TASK REQUIREMENTS
• A. Reproduce word for word the passage of the MLton mailing-list message that begins at the words "Stephen Weeks MLton@mlton.org" and stops after the words "directories are created?".
• B. Extend the MLton mailing-list message on cross-compiling, writing on from its final sentence.
--- Start of SUPPLIED TEXT ---
[MLton] Cygwin->Mingw32: patch + future

Stephen Weeks MLton@mlton.org
Tue, 23 Nov 2004 11:26:11 -0800


> > One problem that I see is where do we put the -target-{cc,link}-opt
> > options that currently live in mlton-script before the
> > lib/mlton/<target> directories are created?
> 
> What's wrong with creating a big collection of directories with only default
> options? It's not like disk space is an issue. Besides, it's advertising. ;)

I think there are too many targets for differing architectures that we
would use the same options on, and I'd rather gather the default
options in one place than have them duplicated across multiple
similar targets.  Perhaps a single shell script called
'default-target-opts' or somesuch that takes a target name and spits
out our best guess for the mlton options.  Then, the Makefile and
bin/add-cross script could use default-target-opts to fill in the
appropriate file in lib/self and lib/<target>.

> BTW. I've attached another patch for cross-compiling.
> This time from linux->mingw (was testing it).
> 
> When picking the temp dir to use during build, you should use the 
> compiler's host to pick the dir---not the target. (cross-compile-bug.patch)

Patch applied.  Thanks.
--- End of SUPPLIED TEXT ---
--- Start of RECORDED INFORMATION ---
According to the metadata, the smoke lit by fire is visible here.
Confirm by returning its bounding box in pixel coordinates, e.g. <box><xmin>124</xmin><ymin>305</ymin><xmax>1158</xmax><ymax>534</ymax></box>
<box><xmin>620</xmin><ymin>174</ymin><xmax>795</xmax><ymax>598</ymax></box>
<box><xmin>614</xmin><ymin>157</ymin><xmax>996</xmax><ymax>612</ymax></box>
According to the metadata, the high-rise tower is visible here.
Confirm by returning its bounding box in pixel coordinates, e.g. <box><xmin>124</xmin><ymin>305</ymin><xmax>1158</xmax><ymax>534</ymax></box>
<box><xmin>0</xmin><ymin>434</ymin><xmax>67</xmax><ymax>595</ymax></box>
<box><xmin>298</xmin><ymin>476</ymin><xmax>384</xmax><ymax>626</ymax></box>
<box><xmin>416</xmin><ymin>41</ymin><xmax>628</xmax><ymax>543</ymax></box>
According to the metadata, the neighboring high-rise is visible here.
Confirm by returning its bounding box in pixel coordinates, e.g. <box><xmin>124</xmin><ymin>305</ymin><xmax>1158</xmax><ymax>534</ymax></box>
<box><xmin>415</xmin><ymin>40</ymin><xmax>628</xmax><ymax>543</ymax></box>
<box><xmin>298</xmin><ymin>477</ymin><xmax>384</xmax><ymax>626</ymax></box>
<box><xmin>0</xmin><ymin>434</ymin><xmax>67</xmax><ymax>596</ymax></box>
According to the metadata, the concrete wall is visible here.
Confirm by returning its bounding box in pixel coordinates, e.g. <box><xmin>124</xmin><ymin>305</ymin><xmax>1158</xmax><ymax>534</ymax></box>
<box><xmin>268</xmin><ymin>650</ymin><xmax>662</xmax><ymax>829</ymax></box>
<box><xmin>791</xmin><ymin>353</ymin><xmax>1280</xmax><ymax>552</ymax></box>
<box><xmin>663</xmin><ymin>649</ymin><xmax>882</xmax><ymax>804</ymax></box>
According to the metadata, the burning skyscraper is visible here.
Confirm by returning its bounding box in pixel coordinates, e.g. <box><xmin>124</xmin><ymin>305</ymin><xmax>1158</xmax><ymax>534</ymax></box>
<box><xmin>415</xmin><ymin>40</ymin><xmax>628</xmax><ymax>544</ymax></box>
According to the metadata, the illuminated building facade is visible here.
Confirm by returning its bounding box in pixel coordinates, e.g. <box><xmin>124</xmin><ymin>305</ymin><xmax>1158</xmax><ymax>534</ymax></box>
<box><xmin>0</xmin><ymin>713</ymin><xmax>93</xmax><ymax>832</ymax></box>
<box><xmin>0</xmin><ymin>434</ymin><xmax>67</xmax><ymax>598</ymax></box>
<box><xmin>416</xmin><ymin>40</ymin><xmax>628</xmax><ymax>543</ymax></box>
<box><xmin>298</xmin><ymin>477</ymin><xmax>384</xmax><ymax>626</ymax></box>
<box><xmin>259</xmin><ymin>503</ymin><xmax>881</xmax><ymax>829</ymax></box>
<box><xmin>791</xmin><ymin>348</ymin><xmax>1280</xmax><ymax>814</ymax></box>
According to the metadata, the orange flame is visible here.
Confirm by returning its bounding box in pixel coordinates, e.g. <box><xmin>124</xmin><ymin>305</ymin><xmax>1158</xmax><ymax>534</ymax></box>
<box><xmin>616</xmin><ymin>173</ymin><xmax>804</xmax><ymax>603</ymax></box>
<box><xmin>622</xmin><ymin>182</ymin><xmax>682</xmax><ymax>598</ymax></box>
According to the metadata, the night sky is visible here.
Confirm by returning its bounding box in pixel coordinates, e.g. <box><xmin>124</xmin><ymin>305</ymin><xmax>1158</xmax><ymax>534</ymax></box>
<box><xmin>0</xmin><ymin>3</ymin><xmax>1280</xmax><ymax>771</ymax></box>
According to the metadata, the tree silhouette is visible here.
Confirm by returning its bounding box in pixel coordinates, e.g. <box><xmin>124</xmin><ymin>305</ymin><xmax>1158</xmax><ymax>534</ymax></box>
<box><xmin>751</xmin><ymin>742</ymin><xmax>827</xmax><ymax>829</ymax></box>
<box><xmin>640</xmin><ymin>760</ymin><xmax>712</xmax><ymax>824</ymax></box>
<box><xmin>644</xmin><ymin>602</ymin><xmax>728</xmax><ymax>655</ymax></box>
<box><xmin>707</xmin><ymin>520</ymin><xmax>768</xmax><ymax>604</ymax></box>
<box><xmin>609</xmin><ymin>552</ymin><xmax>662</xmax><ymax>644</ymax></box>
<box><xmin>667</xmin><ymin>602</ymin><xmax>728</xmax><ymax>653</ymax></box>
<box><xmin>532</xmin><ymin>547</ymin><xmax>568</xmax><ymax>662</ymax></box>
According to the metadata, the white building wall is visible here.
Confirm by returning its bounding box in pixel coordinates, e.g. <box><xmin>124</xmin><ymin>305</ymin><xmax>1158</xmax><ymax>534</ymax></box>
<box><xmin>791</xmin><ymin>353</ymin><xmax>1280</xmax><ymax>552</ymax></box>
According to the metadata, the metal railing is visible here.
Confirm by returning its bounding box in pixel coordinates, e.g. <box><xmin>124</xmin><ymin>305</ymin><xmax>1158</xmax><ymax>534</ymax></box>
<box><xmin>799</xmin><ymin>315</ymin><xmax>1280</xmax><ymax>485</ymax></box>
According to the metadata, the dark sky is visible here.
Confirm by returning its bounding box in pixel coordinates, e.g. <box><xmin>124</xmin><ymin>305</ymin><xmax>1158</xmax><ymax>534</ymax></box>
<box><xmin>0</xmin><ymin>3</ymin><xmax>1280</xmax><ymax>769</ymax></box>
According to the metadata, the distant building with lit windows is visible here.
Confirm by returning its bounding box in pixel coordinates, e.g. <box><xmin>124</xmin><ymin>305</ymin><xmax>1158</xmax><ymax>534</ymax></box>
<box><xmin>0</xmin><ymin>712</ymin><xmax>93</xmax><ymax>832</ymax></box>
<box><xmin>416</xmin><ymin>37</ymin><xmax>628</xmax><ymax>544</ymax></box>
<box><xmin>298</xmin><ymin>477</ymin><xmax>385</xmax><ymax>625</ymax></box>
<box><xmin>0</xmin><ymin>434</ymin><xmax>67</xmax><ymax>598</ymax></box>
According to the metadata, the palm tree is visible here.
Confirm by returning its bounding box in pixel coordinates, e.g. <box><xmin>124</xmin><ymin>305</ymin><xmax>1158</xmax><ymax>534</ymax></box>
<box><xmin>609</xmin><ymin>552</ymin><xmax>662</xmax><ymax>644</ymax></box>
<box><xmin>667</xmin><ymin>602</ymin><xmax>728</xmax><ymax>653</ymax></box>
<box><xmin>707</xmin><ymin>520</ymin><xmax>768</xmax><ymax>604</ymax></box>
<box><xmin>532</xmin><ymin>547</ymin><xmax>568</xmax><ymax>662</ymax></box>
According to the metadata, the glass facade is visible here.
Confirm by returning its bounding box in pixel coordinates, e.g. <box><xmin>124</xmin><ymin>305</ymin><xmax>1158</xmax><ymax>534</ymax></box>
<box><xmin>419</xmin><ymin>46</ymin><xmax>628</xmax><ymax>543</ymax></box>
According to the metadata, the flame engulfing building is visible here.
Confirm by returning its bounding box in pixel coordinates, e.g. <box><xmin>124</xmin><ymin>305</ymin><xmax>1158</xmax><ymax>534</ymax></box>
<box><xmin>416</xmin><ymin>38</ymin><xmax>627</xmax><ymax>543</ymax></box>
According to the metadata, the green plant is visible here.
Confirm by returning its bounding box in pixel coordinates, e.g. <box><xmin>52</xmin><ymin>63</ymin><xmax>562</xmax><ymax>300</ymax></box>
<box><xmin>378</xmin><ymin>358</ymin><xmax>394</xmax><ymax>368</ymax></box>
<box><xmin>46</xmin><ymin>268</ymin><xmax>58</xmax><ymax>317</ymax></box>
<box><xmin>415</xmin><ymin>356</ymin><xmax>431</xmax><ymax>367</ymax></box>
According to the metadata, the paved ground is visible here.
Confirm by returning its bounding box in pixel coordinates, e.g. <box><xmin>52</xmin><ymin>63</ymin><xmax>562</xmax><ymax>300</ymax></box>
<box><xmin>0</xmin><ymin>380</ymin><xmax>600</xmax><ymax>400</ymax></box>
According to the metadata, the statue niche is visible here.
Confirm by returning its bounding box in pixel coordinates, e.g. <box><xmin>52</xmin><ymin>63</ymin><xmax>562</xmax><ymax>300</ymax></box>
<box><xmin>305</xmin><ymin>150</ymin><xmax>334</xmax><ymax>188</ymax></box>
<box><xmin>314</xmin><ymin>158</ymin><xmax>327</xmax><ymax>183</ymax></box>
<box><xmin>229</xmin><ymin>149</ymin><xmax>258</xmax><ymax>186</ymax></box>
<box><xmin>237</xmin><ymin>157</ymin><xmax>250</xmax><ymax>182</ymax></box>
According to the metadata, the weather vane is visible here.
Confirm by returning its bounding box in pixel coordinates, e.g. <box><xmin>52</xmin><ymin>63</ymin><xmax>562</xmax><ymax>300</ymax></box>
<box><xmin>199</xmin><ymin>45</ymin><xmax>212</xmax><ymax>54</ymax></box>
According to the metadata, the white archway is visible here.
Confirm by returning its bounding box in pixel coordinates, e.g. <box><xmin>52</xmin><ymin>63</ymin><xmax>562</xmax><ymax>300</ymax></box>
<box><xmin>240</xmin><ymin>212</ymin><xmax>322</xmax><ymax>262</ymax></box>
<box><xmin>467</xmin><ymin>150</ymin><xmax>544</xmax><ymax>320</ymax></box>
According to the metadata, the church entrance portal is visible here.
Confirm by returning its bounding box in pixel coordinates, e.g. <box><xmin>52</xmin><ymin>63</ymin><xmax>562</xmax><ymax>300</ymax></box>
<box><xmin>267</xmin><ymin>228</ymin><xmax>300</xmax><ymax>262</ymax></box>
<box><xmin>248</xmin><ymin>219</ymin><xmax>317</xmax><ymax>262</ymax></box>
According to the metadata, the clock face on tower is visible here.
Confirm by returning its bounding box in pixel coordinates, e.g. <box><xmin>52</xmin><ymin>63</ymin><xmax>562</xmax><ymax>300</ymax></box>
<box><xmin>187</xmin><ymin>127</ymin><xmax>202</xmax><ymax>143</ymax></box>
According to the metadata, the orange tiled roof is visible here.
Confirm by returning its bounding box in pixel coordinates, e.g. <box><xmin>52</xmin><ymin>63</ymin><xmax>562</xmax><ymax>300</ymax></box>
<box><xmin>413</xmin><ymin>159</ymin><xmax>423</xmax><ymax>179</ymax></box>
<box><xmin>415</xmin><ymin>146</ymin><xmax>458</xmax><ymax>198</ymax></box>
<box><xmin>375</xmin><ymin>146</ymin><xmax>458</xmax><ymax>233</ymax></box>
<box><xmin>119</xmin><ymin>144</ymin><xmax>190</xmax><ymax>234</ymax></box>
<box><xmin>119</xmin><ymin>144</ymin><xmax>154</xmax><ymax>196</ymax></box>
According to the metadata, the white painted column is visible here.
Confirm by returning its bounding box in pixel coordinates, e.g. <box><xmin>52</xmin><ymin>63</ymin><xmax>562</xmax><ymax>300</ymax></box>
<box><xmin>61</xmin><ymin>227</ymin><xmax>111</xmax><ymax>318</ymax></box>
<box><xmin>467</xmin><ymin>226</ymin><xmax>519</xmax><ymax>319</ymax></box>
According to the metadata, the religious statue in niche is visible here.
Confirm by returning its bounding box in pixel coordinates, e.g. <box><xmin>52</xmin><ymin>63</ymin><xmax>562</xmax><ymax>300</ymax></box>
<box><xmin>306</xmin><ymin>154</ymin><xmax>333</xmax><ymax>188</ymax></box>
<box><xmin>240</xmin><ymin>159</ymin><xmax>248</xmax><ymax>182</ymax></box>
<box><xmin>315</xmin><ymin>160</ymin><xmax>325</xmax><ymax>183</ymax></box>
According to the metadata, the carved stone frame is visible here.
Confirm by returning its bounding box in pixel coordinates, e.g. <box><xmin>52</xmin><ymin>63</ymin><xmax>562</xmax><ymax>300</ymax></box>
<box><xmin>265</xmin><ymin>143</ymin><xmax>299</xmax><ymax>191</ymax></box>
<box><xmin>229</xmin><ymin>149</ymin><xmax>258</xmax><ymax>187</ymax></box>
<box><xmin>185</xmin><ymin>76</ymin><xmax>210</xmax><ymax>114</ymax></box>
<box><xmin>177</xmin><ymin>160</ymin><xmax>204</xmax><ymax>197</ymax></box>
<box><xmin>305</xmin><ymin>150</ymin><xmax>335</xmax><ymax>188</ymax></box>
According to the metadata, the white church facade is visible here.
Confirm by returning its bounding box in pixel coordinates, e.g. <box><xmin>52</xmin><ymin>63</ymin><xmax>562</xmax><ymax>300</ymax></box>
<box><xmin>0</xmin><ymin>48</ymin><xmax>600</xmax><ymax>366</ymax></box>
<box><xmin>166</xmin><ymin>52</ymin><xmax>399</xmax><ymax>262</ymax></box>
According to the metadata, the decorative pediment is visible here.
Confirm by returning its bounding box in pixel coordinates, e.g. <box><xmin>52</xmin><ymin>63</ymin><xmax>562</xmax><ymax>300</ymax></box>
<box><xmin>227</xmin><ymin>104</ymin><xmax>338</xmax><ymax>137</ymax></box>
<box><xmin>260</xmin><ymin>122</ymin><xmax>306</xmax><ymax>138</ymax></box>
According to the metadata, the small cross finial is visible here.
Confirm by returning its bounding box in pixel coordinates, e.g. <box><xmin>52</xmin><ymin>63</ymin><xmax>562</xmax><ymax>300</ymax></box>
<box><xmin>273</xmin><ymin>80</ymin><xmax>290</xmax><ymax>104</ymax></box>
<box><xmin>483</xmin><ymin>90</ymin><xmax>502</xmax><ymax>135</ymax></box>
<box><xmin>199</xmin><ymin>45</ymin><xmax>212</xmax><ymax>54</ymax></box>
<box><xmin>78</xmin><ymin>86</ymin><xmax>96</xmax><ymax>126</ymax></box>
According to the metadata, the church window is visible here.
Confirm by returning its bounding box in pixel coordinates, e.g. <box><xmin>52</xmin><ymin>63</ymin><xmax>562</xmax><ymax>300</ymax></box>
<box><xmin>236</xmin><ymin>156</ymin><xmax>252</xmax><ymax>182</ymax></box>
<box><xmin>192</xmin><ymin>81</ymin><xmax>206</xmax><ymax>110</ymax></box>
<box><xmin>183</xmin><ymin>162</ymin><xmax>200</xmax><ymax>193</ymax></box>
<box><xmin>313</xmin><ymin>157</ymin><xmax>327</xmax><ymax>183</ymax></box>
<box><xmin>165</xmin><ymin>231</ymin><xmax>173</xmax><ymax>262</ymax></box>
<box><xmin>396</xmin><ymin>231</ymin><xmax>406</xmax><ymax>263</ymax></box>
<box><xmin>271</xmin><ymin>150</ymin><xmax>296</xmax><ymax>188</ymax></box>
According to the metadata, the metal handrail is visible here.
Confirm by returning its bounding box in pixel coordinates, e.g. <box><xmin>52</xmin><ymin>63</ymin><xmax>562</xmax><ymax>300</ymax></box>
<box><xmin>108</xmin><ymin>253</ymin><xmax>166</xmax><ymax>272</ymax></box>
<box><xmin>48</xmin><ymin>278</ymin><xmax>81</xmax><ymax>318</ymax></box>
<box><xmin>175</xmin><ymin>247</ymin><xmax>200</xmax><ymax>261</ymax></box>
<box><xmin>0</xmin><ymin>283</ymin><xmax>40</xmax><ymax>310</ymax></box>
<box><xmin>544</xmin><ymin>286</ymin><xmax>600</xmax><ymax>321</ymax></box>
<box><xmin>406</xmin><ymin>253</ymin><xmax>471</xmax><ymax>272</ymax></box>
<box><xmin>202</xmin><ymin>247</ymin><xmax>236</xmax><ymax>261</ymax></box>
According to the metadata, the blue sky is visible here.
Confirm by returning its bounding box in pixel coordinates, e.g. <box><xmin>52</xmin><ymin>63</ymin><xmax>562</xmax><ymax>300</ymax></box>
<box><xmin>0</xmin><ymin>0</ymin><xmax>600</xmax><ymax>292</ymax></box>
--- End of RECORDED INFORMATION ---
RESPONSES IN ORDER
• A.
Stephen Weeks MLton@mlton.org
Tue, 23 Nov 2004 11:26:11 -0800


> > One problem that I see is where do we put the -target-{cc,link}-opt
> > options that currently live in mlton-script before the
> > lib/mlton/<target> directories are created?

• B.
> > > I propose to remove all the text/binary toggles out of the
> > > SML library and put all MLton filedescs in binary mode. Then add translation
> > > at the level of TextIO.
...
> I'd like to keep this issue seperate from the pipe issue I'm working on now
> if you don't mind. I'll look into this after the MLton.Child is perfected.

Yes, it is a good idea to keep this separate.  As Matthew pointed out,
there are lots of issues connected with just this that need to be
resolved.

> What's the problem? You shouldn't be requiring contiguous address
> space anyways;

It is unfortunate, but we do.  It would require a major runtime
rewrite to fix this.  And it's not clear it's worth the effort.

> that's never going to be possible to achieve portably. 

I'm not sure what problem you're referring to.  We haven't had any
problems getting a contiguous chunk on our various platforms (except
that Cygwin's mmap doesn't give as much as it could).

> Also, I've rebuilt mlton several times now using the mlton with mmap
> instead of VirtualAlloc. Are there really any bigger projects than
> MLton itself?

Yes.  And I've even experienced problems with compiling MLton due to
exactly this.

> What sort of problems does this cause?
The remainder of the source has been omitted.